PROBLEM TO WORK ON: Return verbatim the line containing "Query: sign pole" together with all lines that follow it, through the end of the records.

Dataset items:
--- START ---
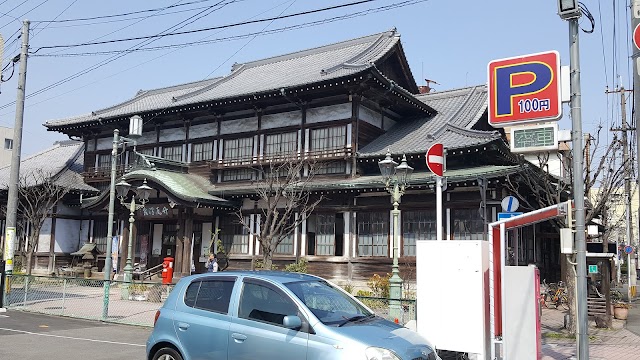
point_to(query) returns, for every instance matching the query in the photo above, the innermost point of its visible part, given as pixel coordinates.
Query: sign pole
(439, 208)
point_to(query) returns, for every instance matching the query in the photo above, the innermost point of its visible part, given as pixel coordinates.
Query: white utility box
(453, 295)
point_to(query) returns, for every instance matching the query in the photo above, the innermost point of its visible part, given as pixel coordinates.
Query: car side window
(264, 304)
(211, 295)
--- END ---
EXERCISE ANSWER:
Query: sign pole
(439, 208)
point_to(query) returns, for every instance matching the query in the photo above, the innermost point of its visible part, given as pixel coordinates.
Query: white utility box
(453, 295)
point_to(query) returns, for every instance matching the query in the photo above, the innermost point of its visible part, given as pixel coordinates.
Query: car side window
(264, 304)
(211, 295)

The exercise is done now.